Pull out every line in the listing below that contains the word "metal", and copy each one unchanged.

▶ RECORDS SUPPLIED
>> BEGIN

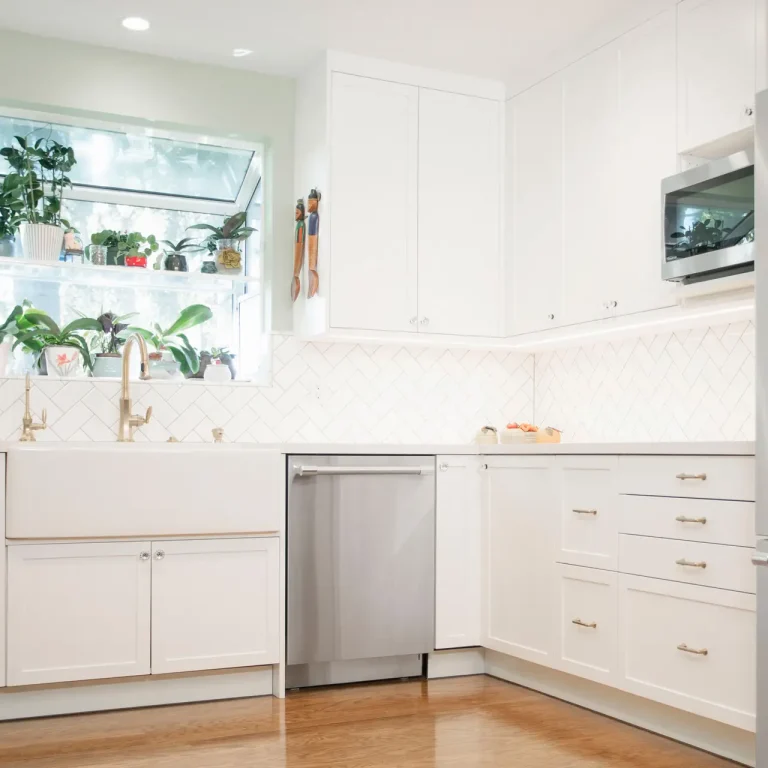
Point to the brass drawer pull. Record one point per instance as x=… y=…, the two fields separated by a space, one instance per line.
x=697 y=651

>> END
>> BEGIN

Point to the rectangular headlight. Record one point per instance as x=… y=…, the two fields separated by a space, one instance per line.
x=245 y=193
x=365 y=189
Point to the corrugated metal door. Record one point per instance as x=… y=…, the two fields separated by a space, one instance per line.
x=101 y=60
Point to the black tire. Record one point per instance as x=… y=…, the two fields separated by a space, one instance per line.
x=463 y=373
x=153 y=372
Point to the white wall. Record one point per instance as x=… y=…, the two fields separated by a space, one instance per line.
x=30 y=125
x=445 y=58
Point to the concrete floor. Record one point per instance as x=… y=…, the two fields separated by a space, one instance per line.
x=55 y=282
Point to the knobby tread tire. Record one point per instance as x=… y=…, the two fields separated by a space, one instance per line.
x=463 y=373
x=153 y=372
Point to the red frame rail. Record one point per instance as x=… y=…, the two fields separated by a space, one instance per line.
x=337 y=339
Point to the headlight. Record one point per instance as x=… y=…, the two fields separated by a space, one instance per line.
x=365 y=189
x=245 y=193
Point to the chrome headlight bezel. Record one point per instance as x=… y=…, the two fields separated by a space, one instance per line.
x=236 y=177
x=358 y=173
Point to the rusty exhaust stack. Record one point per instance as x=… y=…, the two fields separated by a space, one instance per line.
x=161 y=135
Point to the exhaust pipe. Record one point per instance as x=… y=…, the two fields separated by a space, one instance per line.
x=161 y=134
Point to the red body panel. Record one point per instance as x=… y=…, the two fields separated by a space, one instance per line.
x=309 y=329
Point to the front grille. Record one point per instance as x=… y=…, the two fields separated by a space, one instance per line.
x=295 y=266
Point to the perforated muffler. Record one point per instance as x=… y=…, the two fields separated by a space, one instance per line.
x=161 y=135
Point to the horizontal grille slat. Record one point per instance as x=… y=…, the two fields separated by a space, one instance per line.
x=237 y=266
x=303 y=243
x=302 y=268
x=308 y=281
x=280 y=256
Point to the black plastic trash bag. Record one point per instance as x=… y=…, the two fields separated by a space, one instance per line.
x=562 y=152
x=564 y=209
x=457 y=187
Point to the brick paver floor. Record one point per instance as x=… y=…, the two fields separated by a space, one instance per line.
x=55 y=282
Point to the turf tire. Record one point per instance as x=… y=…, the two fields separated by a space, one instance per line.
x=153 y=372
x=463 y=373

>> END
>> BEGIN

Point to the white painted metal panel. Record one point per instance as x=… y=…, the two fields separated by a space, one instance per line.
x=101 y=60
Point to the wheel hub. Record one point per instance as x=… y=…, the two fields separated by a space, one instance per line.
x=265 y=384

>> END

▶ OUTPUT BELOW
Point to the corrugated metal door. Record one point per instance as x=… y=…, the two fields separated by a space, one instance per line.
Point to the white painted metal panel. Record one point per instance as x=… y=…, the two fields separated by a space, one instance per line.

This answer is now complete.